— Begin —

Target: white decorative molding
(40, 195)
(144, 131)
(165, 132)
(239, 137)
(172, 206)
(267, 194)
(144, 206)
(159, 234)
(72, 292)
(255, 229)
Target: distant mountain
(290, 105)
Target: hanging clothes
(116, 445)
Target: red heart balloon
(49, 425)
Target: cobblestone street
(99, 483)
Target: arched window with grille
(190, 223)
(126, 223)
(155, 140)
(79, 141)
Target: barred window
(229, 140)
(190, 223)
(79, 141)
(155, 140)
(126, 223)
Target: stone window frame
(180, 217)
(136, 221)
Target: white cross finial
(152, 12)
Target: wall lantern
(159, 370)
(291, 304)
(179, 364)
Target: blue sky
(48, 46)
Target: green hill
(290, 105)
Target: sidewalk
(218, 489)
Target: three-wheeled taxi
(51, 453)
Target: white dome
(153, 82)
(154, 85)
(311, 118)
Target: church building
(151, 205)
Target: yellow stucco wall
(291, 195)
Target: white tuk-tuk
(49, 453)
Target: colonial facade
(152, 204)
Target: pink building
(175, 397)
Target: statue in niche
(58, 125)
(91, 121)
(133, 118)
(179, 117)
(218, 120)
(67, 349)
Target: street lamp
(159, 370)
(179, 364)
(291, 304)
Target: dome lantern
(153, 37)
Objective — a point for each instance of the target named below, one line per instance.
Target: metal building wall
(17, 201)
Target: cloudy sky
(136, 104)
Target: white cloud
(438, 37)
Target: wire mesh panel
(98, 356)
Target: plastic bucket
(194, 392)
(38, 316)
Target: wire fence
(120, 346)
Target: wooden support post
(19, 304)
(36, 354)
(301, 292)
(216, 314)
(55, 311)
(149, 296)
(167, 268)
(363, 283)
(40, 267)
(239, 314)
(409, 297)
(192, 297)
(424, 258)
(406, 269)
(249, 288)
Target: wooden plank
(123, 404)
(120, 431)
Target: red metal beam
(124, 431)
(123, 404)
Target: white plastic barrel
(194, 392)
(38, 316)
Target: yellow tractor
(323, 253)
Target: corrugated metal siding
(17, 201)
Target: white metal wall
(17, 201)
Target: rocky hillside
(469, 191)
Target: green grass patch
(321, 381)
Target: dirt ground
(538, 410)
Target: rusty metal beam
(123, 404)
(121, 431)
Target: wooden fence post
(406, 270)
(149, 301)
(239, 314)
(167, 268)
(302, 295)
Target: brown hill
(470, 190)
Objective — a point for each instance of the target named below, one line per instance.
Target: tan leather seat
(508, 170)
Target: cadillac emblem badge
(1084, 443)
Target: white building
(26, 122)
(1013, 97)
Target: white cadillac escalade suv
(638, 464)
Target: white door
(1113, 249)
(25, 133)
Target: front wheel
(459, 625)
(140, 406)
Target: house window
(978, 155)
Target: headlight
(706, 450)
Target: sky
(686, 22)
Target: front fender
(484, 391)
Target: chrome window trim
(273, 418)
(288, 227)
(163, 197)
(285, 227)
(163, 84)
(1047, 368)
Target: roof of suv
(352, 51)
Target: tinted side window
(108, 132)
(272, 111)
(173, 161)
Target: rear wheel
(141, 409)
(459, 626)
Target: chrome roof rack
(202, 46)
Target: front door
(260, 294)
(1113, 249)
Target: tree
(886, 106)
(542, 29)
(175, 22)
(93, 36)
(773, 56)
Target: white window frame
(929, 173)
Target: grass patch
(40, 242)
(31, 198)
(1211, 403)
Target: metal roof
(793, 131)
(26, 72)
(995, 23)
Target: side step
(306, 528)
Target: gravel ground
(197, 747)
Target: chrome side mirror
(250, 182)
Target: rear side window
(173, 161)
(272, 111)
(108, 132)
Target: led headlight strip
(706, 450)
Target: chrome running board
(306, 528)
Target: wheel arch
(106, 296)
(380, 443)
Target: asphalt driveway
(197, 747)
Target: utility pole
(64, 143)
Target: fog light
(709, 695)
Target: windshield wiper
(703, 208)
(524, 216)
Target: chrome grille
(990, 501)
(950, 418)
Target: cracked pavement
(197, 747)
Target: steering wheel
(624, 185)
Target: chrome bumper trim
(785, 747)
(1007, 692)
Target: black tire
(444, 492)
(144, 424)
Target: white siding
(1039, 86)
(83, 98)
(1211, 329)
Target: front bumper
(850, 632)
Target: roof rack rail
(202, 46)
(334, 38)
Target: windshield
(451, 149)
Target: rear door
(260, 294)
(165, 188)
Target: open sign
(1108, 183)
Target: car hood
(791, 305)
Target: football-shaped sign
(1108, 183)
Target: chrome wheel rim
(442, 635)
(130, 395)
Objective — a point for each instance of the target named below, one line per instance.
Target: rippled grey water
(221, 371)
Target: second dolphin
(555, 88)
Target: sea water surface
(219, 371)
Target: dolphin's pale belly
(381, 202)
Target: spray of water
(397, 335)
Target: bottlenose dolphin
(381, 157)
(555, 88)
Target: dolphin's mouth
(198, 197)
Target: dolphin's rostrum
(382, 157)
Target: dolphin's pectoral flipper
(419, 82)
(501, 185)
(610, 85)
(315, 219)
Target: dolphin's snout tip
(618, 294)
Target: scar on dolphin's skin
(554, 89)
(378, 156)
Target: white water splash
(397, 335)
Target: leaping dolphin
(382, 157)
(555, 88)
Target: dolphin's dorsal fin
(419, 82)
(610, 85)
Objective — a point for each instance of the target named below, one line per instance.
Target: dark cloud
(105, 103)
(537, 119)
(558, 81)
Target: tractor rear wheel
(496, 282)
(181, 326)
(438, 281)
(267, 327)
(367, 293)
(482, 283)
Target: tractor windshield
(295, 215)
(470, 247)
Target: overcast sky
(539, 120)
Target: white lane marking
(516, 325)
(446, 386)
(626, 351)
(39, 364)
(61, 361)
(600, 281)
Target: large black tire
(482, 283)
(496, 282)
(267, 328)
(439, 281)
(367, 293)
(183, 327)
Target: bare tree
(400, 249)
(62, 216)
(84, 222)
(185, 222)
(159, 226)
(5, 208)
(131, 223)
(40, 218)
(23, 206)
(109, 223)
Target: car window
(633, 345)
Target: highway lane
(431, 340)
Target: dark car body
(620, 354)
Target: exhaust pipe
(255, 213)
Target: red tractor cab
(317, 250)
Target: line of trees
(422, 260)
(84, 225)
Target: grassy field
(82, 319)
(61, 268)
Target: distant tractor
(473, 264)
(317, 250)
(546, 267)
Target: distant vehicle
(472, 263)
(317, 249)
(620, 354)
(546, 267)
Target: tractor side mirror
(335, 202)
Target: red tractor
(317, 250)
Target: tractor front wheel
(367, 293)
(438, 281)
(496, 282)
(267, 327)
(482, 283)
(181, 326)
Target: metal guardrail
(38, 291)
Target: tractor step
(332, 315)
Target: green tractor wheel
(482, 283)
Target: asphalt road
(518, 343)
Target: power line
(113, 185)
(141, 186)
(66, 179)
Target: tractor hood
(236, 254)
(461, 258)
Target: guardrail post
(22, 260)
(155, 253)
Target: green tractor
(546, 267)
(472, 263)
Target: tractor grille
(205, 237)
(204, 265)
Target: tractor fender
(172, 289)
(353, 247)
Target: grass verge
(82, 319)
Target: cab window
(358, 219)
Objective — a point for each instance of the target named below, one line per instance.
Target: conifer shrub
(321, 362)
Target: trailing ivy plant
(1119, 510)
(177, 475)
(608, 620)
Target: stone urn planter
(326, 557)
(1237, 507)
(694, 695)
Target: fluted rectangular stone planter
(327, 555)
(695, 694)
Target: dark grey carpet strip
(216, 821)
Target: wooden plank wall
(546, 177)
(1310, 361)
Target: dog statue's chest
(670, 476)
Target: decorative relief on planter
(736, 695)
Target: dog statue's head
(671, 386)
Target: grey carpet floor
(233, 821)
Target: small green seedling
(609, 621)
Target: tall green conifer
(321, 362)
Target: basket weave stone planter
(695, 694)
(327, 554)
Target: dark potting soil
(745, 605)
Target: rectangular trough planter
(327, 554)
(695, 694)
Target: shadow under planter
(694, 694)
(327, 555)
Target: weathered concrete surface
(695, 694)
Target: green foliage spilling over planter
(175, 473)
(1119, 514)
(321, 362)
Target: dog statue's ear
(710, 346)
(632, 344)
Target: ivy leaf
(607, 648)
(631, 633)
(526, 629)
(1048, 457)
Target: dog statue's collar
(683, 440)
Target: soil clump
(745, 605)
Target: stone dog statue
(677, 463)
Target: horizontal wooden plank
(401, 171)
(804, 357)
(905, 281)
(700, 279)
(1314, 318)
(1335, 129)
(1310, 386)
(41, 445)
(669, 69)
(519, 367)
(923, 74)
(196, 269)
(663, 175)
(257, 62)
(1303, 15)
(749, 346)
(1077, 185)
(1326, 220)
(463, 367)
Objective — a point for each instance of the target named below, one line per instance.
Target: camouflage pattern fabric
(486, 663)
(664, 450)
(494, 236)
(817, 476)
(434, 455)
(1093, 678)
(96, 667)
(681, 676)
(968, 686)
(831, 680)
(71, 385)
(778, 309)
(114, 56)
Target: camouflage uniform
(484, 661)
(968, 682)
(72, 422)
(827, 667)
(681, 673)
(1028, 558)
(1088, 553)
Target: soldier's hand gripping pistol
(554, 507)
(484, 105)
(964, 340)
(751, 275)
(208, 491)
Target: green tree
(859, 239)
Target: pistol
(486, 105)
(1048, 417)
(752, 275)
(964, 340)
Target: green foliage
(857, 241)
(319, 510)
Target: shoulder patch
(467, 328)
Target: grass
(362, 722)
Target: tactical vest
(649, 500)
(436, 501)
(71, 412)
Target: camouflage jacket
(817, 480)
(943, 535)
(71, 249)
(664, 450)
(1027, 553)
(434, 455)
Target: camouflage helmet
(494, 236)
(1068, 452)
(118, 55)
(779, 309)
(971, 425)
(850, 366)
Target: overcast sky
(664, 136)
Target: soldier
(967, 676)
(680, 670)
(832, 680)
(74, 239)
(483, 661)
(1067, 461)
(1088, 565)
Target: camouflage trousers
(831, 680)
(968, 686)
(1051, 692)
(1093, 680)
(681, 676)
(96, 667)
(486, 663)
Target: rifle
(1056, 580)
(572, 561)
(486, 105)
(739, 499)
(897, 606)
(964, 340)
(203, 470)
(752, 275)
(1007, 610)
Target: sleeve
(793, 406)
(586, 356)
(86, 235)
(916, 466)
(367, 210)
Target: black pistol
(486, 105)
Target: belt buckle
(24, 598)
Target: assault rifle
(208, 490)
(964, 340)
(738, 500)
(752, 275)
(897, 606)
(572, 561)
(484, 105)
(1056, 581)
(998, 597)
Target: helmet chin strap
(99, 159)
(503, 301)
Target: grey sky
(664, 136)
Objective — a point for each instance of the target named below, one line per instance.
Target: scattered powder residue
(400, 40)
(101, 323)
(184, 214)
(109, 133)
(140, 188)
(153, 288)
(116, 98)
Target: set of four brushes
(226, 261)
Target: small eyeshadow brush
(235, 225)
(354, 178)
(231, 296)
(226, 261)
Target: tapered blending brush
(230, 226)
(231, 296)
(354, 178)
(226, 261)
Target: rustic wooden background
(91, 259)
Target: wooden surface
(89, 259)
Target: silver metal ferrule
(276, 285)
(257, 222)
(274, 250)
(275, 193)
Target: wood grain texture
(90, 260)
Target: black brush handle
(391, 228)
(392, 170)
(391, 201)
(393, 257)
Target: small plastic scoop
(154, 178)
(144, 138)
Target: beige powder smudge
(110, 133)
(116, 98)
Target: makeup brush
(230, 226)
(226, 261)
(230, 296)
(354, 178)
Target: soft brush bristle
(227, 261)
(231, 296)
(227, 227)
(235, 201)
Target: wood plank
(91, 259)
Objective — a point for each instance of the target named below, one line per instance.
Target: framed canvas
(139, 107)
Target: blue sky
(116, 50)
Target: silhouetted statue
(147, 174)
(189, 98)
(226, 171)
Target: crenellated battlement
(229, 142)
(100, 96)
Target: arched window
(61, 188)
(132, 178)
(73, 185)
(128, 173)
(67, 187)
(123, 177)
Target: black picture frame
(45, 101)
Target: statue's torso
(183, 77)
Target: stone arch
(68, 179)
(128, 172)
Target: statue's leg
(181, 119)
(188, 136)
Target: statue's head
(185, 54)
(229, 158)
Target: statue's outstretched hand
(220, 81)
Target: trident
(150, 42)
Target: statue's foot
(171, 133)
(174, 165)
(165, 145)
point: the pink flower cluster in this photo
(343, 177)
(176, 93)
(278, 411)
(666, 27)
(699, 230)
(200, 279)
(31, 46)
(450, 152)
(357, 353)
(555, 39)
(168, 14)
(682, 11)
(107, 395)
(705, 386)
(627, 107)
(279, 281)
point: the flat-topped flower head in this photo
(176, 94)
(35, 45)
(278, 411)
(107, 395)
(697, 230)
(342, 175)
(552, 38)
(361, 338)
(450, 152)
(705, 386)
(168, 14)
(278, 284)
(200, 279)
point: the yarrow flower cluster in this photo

— End —

▶ **Objective**
Could you give again exactly the lines from the line containing "Target: wooden surface" through the final line of the data above, and no others?

▶ **Full output**
Target: wooden surface
(89, 259)
Target: silver metal ferrule
(276, 285)
(257, 222)
(274, 250)
(275, 193)
Target: wood grain texture
(90, 260)
Target: black brush handle
(391, 228)
(392, 170)
(391, 201)
(393, 257)
Target: small plastic scoop
(154, 178)
(144, 138)
Target: beige powder smudge
(110, 133)
(116, 98)
Target: makeup brush
(230, 226)
(226, 261)
(230, 296)
(354, 178)
Target: soft brush bristle
(227, 261)
(231, 296)
(227, 227)
(235, 201)
Target: wood plank
(91, 259)
Objective — a point for each instance of the target named below, one line per instance.
Target: framed canvas
(139, 107)
Target: blue sky
(116, 50)
Target: silhouetted statue
(147, 174)
(189, 98)
(226, 171)
Target: crenellated battlement
(229, 142)
(100, 96)
Target: arched window
(61, 188)
(132, 178)
(73, 185)
(128, 173)
(67, 187)
(123, 177)
Target: black picture frame
(45, 101)
Target: statue's torso
(183, 77)
Target: stone arch
(68, 179)
(128, 172)
Target: statue's leg
(181, 119)
(188, 136)
Target: statue's head
(185, 54)
(229, 158)
Target: statue's outstretched hand
(220, 81)
Target: trident
(150, 42)
Target: statue's foot
(171, 133)
(174, 165)
(165, 145)
point: the pink flower cluster in this photo
(343, 177)
(176, 93)
(278, 411)
(666, 27)
(699, 230)
(200, 279)
(31, 46)
(450, 152)
(357, 353)
(555, 39)
(168, 14)
(682, 11)
(107, 395)
(705, 386)
(627, 107)
(279, 281)
point: the flat-topped flower head in this photo
(176, 94)
(35, 45)
(278, 411)
(107, 395)
(697, 230)
(342, 175)
(552, 38)
(361, 338)
(450, 152)
(705, 386)
(168, 14)
(278, 284)
(200, 279)
point: the yarrow flower cluster in this photo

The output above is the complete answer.